• [SET TASK] The lines to extract start at the one containing "Target: metal railing" and end with the last line; give them exactly and nothing more.

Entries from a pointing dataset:
┄┄┄┄┄┄┄┄┄┄

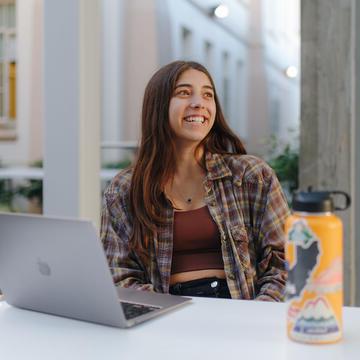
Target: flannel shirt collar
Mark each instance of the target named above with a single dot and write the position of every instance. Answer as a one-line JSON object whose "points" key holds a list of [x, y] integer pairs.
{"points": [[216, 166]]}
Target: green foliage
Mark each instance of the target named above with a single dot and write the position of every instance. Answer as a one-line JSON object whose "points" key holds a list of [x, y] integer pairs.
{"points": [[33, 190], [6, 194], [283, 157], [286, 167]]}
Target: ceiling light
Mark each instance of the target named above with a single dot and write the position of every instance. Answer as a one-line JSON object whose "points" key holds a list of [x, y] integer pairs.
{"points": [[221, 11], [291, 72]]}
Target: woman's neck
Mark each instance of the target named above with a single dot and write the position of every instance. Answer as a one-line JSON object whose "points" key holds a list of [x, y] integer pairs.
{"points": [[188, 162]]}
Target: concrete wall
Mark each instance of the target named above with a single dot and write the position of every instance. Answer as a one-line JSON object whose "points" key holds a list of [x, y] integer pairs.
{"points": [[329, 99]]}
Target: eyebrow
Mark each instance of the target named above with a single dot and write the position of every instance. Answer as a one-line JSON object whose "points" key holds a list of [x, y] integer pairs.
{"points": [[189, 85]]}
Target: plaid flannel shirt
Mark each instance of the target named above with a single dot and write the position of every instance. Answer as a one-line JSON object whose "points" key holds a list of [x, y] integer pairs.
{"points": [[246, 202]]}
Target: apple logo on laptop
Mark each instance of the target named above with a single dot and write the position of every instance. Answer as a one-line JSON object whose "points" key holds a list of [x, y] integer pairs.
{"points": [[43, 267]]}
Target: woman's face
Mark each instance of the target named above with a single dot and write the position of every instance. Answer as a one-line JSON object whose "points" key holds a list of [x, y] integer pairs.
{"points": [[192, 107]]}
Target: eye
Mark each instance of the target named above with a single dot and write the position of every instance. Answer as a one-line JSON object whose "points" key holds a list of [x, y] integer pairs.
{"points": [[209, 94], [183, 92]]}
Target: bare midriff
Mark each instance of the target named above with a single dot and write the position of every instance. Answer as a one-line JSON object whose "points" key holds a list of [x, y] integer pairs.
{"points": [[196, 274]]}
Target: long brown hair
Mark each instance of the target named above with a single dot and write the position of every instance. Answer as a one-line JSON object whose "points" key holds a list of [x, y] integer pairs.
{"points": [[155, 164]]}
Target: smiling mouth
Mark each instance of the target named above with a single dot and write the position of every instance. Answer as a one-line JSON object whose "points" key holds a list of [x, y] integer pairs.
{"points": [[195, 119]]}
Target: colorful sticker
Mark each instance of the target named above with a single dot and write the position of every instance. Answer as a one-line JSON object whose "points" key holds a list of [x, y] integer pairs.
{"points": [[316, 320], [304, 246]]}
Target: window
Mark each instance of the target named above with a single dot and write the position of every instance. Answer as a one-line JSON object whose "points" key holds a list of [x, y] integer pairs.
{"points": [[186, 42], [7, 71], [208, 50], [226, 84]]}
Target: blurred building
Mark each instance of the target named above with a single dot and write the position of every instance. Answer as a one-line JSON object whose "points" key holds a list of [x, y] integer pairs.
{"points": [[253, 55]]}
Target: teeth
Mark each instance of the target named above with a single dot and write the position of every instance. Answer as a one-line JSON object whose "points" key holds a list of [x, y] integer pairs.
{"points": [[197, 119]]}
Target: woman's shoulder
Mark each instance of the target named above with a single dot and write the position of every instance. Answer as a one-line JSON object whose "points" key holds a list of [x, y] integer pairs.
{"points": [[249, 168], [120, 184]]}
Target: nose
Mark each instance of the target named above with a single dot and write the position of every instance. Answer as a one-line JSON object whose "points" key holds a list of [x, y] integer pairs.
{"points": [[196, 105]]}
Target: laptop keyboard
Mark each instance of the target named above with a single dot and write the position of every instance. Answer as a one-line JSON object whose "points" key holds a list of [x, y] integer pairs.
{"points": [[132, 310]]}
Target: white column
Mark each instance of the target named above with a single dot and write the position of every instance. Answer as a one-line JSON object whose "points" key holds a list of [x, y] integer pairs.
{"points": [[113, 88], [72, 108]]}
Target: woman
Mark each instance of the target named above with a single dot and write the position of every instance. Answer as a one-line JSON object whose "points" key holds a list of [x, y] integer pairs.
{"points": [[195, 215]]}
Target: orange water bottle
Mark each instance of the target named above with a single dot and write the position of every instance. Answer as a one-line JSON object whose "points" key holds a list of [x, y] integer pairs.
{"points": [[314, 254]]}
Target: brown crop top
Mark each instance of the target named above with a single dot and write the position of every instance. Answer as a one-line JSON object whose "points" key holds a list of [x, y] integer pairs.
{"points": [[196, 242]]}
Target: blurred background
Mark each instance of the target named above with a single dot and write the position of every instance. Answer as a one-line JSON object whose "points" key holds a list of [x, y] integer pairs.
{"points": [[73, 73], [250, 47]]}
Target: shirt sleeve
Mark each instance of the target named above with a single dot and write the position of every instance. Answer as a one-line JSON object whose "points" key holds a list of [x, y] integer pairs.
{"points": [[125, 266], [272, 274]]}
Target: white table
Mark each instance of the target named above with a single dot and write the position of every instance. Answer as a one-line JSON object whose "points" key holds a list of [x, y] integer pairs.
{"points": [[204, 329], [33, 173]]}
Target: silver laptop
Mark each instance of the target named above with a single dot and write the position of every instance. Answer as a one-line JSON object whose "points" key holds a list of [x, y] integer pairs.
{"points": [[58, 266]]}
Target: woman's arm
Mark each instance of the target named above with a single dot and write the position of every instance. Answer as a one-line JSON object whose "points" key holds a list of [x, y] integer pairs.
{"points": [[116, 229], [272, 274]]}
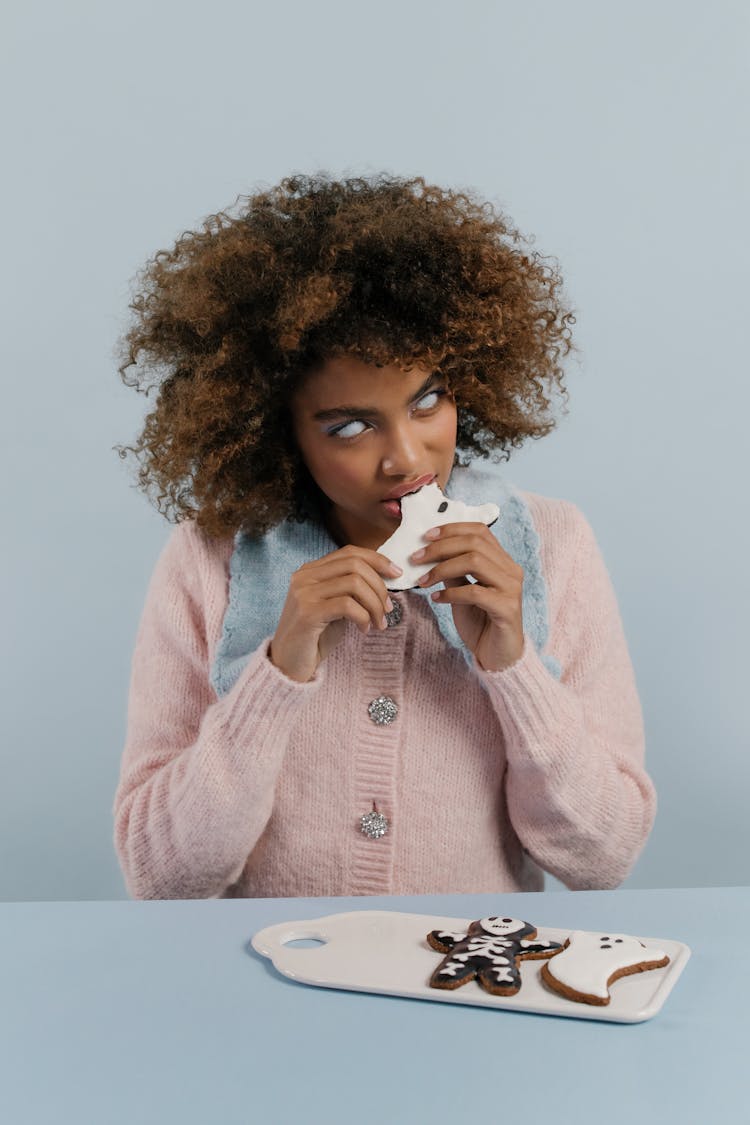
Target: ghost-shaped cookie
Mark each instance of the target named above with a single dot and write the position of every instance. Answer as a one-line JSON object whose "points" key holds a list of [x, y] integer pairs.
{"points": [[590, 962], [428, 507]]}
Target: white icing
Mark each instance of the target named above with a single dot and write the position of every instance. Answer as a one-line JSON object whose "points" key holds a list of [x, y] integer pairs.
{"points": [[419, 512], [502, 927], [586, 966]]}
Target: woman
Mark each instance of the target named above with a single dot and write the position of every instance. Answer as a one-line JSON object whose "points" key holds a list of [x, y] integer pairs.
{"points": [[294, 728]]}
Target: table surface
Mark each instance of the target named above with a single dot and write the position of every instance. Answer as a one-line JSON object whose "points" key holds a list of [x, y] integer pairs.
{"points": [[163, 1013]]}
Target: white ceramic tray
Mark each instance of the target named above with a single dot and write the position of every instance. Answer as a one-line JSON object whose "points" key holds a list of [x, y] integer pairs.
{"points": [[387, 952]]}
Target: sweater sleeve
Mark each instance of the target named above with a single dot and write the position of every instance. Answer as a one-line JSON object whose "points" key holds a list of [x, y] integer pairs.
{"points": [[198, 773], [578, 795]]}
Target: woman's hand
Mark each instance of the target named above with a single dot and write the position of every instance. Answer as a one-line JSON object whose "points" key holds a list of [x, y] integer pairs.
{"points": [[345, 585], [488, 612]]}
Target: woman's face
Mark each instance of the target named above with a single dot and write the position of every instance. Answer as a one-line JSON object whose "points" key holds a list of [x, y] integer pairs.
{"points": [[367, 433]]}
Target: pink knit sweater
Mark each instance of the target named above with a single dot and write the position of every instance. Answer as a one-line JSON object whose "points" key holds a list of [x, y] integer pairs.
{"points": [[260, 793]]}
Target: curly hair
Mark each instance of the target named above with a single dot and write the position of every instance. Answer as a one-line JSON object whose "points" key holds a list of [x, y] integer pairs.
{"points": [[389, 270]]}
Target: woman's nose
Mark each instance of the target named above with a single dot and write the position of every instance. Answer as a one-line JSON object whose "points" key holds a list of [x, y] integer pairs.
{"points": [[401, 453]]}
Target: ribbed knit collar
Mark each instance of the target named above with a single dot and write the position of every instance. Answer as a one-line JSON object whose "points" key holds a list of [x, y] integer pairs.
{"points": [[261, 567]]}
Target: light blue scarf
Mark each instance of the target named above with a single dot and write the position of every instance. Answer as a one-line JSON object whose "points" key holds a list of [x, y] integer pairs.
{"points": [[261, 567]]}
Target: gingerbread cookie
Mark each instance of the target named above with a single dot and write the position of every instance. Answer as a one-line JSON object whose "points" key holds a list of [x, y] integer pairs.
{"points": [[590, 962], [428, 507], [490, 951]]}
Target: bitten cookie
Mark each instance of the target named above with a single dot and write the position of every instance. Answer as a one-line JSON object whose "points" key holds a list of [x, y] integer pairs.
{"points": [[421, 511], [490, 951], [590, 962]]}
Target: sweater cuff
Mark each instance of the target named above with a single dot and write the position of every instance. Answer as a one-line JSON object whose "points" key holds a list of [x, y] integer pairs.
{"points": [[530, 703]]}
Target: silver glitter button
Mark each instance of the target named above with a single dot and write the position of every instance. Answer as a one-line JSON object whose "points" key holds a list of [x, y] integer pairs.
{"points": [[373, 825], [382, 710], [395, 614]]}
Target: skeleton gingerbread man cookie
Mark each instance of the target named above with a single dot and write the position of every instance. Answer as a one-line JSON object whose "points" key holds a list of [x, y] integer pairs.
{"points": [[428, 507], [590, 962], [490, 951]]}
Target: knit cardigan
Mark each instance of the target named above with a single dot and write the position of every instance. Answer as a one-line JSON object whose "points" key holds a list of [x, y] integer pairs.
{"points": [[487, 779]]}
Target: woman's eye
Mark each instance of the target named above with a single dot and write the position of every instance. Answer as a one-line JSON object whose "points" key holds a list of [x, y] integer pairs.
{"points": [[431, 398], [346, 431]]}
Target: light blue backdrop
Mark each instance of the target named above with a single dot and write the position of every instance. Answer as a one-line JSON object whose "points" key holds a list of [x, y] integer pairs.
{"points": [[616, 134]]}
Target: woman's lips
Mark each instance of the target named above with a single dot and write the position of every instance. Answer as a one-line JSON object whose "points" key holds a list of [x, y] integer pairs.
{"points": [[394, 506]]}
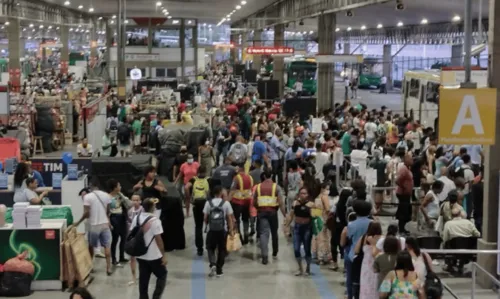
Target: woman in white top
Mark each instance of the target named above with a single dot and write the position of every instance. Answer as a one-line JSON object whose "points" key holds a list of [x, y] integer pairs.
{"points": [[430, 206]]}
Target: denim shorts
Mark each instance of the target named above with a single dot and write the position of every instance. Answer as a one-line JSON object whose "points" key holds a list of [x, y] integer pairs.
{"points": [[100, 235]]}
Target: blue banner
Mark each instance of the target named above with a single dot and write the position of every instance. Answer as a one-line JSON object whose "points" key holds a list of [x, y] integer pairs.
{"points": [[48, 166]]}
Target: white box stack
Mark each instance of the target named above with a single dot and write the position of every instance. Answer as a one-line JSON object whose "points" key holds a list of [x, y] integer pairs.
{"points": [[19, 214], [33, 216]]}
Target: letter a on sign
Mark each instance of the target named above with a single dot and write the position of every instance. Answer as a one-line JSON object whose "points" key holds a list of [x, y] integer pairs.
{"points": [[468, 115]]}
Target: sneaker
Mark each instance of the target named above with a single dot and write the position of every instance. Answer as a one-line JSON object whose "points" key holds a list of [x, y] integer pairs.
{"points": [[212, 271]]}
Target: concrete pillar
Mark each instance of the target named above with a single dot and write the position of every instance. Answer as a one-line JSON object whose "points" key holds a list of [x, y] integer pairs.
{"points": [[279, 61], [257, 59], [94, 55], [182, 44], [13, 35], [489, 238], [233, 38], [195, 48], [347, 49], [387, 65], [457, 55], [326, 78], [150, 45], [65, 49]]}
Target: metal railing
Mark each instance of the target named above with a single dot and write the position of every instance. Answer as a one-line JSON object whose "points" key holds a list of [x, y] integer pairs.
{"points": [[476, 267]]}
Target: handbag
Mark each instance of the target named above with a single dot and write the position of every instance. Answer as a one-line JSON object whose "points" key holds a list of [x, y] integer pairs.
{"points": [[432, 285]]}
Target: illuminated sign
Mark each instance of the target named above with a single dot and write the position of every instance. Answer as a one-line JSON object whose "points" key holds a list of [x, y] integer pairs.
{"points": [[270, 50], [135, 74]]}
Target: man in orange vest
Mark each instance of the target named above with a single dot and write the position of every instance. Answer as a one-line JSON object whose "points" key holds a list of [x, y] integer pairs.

┄┄┄┄┄┄┄┄┄┄

• [ANSWER TO THIS TASK]
Target: metal railing
Mark each instance of the target named above with a single dot and write the position of every instance. Answer as a one-line JSON object whose "points" key holds a list of [x, y] integer pairs.
{"points": [[476, 267]]}
Target: handbag
Mark each instance of the target named above with a single dot and write the position of every instance. Answer as a one-line JSON object whose "points" key holds a list of [x, y] integer pairs.
{"points": [[432, 285]]}
Target: illuminated sign
Mark each instance of the target named above with a single dot and write the position of every instance. Answer as a one-line JSON object whose "points" key holds a list of [x, y] integer pairs.
{"points": [[270, 50], [135, 74]]}
Target: man in orange vest
Mark each instance of the target named above with a single dot and write the position of every instance. Answer as a one-line JSON object whose "points" key holds a list of [x, y] integer pairs.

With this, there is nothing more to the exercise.